■ **Short task a**: According to the eruption plume excerpt, what maximum altitude did the plume reach in geostationary imaging?

■ **Selected excerpt**:

---

The submarine nature of the eruption implied that the majority of the emissions (ash, gases) remained under the ocean surface and that water was massively entrained, which makes the composition of the plume very unusual with respect of other recent documented eruptions.

2.2 Plume Initial Stage

The plume generated from the eruption reached a maximum altitude of 58 km as reported from geostationary imaging (Carr, Proud).

The convective plume as seen from Hima 8 rapidly collapsed (Carr, Legras). Radiative calculations (Thompson, to be published in Bulletin of Volcanology), MISR retrieval of aerosol properties (Kahn, to be pub) and model (Bruckert) suggest formation of ice compatible with a large injection of water (see below). The initial convective plume led to several stratified aerosol layers.

Above 35 km, a 35-40 km layer with low AOD was detected on 15 Jan by CALIOP with low AOD, depolarizing and moving westward at high speed (40 m/s) in a layer of large shear (Khaykin). However CALIOP is blind above 40 km and OMPS-LP detected aerosols up to 50 km in the first days after the eruption. These layers all disappear after one week (Khaykin, Taha, Baron)

A low altitude plume by 18-20 km moving slowly westward (10 m/s) containing products from the 13 and 15 January eruption, mixed together (Taha). More SO₂ in this plume than aerosol (presumed to be composed of H₂SO₄; Asher). Depolarizing and weakly absorbing (Boichu, Kloss). Need a characterization of evolution during the first month.

Two clouds of non depolarizing particles, presumably spherical droplets, moving westward at 20 m/s initially at 30-32 km and 26-28 km (Sellitto, Legras, Taha). These two clouds, first detected on 15 Jan at 19 UTC by Hima 8 and 16 Jan at 15 UTC by CALIOP are collocated with SO₂ (Legras) and appear (on Hima 8 images) as emerging from the background within a few hours between 15 Jan 19 UTC and 16 Jan.4 UTC due to the fast conversion from SO₂. See below in section vi. These two clouds were the source of the persisting aerosols in the stratosphere. By January 22, in this layer, more aerosol (also presumed to be composed of H2SO4) in the plume than SO₂; Asher).

2.3 Gravity Waves

The explosivity has generated a train of GW detected in the early stage by several instruments GEOs, IASI, ...which have been followed for X days with several round the globe journeys. Balloon measurements show at least two successive explosions linked with the two main aerosol plumes [confirmed?].

2.4 Water Vapor Injection

The distinguished character of this eruption is the amount of water that was injected saturating the atmosphere up to 35 km at least (Sellitto, Khaykin, Vomel, Randel). The amount that remained in the stratosphere is estimated to be approximately 150 Tg, resulting in an instantaneous increase of 11% in stratospheric water vapor. There is good agreement between remote sensing and in situ measurements. The initial injection of water vapor was certainly much larger but the excess (above saturation) condensed as ice and fell out [estimates might come from models, Bruckert, Mastin?] entraining ash in the fall and leaving a plume mostly made of water vapor. This might be discussed as a function of altitude (e.g. condensed water in the mesosphere might have sublimated in the warmer stratosphere and ash might remain in the lower plume).

A question to be addressed; Why does water vapor exhibits a layer structure after a few days if it was initially saturated all the way?

---

■ **Short task b**: Collect every line of the records that contains the word "jacket".

■ **Location-finding items**:
---

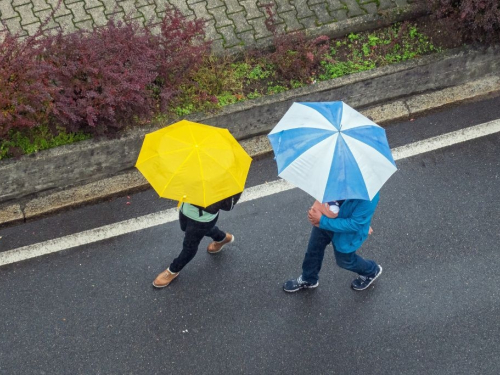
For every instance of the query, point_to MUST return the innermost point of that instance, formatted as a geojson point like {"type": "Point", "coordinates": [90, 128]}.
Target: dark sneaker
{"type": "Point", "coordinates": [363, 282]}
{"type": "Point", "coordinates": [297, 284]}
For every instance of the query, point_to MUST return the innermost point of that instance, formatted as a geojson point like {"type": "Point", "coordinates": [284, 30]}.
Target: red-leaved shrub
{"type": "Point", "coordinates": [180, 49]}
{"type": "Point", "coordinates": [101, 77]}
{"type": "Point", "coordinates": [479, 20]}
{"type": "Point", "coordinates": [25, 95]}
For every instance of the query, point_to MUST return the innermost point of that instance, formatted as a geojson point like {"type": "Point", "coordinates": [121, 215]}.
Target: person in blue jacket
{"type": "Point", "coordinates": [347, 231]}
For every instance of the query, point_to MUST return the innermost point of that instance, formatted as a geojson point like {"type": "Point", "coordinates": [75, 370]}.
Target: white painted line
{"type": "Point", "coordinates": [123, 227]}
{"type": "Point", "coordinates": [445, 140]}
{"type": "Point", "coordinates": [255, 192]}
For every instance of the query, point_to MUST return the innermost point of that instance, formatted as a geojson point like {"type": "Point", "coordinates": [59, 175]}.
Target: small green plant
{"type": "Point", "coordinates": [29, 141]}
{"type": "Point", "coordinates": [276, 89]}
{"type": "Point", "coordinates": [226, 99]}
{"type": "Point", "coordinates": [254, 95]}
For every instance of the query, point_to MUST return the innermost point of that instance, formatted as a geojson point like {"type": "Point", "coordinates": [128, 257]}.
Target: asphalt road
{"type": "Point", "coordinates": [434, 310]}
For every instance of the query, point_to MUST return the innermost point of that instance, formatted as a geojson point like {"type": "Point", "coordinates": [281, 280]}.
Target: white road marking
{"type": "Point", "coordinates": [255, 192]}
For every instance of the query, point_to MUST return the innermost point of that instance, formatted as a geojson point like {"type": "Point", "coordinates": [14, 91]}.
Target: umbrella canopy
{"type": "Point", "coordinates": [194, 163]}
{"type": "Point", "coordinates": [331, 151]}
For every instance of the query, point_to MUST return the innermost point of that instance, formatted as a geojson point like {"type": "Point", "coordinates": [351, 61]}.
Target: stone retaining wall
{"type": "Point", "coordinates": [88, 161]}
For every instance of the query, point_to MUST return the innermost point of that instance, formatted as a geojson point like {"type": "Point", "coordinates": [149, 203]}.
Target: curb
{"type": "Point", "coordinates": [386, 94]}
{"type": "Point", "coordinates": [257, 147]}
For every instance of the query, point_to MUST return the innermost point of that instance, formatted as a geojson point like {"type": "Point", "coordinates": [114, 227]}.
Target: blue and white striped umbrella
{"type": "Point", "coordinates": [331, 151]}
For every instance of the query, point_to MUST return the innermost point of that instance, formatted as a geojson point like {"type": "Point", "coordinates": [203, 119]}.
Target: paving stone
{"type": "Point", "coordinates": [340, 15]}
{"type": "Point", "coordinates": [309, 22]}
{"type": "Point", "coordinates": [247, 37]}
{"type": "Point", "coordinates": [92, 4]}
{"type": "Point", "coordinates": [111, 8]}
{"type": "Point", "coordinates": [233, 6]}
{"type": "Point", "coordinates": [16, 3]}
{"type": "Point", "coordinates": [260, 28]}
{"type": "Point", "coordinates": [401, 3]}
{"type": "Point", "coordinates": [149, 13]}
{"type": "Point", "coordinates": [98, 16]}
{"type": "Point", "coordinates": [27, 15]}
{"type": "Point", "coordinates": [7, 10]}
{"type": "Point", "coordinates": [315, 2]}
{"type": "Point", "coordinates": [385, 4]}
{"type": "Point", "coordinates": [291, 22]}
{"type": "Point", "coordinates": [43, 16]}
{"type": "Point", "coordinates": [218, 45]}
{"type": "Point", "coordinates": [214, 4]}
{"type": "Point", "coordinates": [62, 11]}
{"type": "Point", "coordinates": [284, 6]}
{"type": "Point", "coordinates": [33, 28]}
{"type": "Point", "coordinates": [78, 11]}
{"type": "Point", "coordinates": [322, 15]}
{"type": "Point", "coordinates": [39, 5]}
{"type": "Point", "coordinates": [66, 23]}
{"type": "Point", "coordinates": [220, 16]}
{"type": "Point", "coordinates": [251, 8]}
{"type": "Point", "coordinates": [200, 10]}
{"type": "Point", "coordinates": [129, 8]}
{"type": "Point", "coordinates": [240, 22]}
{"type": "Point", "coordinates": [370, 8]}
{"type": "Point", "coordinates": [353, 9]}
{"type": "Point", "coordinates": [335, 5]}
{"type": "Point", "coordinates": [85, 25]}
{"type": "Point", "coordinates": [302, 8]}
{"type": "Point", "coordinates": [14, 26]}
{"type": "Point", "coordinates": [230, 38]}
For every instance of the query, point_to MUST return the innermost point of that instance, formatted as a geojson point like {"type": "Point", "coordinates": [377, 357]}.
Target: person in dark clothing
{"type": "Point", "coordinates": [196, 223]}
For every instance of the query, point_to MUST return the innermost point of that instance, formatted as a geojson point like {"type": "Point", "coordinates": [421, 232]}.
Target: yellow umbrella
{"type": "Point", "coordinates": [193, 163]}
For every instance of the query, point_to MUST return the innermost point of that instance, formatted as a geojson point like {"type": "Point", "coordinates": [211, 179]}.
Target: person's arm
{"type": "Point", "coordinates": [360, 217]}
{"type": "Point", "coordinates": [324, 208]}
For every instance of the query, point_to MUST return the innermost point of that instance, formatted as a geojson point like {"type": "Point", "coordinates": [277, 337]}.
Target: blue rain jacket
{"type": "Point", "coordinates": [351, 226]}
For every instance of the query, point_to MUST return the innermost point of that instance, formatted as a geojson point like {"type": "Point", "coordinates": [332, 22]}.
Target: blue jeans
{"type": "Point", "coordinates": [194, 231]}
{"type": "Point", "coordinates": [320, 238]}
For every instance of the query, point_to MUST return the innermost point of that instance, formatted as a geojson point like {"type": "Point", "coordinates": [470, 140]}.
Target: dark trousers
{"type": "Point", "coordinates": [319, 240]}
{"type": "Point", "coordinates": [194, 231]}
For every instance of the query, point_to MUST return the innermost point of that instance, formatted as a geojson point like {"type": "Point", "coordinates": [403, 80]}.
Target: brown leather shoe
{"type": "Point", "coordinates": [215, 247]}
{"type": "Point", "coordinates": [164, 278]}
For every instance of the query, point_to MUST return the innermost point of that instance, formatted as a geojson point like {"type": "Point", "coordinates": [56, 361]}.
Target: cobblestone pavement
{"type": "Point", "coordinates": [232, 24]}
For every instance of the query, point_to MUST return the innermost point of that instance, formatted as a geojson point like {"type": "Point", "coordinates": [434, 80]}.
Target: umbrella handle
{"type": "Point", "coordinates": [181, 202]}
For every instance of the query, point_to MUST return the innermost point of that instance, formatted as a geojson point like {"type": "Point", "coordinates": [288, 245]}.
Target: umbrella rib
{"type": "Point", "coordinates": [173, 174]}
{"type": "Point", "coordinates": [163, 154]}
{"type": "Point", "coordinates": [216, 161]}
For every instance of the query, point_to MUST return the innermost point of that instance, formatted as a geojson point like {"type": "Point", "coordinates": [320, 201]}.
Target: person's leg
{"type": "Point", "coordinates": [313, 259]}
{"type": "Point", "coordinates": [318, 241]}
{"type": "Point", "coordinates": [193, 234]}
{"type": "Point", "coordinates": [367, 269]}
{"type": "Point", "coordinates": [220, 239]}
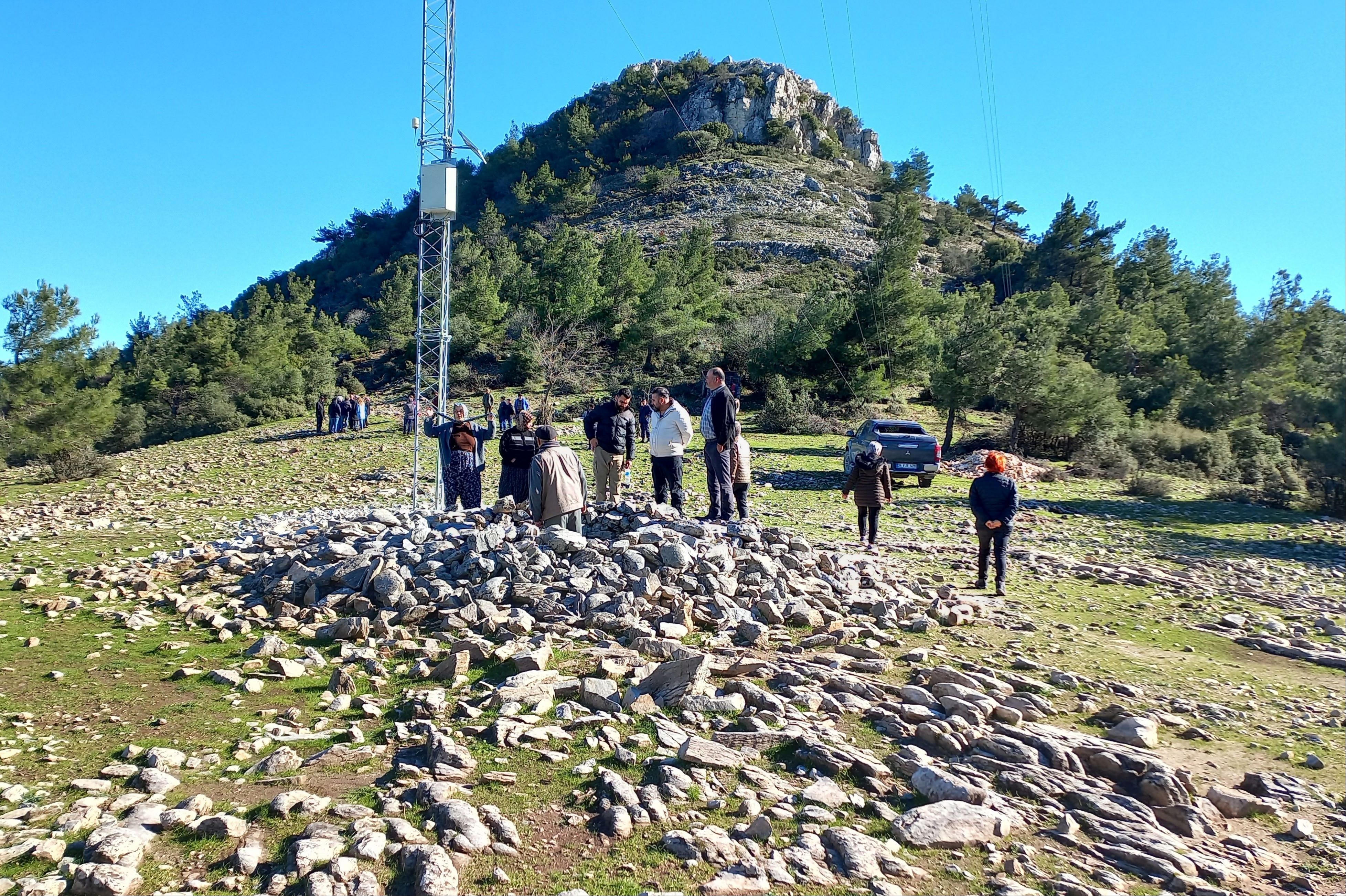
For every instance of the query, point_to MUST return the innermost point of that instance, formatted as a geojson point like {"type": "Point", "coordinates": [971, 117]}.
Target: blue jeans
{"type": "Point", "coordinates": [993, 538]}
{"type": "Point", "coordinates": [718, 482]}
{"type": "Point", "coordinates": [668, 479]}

---

■ **Written reply a**: 58 km.

■ **Written reply b**:
Target: person in blue jacket
Target: blue rain jacket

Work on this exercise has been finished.